## Work order
Update the items below so that every "rough mask" becomes "coarse mask", with everything else left as it is, and omit the pictures from your answer.

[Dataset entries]
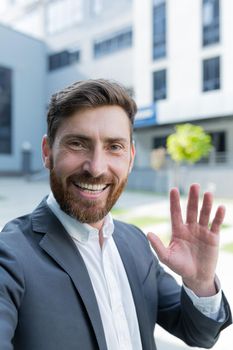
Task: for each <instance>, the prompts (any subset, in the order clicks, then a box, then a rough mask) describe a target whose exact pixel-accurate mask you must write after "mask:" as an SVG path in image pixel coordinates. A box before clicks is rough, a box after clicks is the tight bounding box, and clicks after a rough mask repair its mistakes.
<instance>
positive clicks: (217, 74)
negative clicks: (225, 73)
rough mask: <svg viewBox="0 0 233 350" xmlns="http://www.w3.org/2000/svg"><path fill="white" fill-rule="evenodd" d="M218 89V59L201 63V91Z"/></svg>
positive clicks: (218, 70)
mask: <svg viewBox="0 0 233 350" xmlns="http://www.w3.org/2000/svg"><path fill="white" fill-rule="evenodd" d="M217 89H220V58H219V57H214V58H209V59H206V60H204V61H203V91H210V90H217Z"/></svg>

## Your response
Task: for each <instance>, the prompts (any subset, in the order clicks, then a box, then a coarse mask) describe a target whose exact pixel-accurate mask you must write after "mask:" as an SVG path in image pixel coordinates. A box before clicks is rough, a box after clicks is the tight bounding box, and clicks after a coarse mask repair its mistakes.
<instance>
positive clicks: (217, 74)
negative clicks: (225, 73)
coarse mask: <svg viewBox="0 0 233 350" xmlns="http://www.w3.org/2000/svg"><path fill="white" fill-rule="evenodd" d="M218 89V59L201 63V91Z"/></svg>
positive clicks: (218, 70)
mask: <svg viewBox="0 0 233 350" xmlns="http://www.w3.org/2000/svg"><path fill="white" fill-rule="evenodd" d="M217 89H220V58H219V57H214V58H209V59H206V60H204V61H203V91H210V90H217Z"/></svg>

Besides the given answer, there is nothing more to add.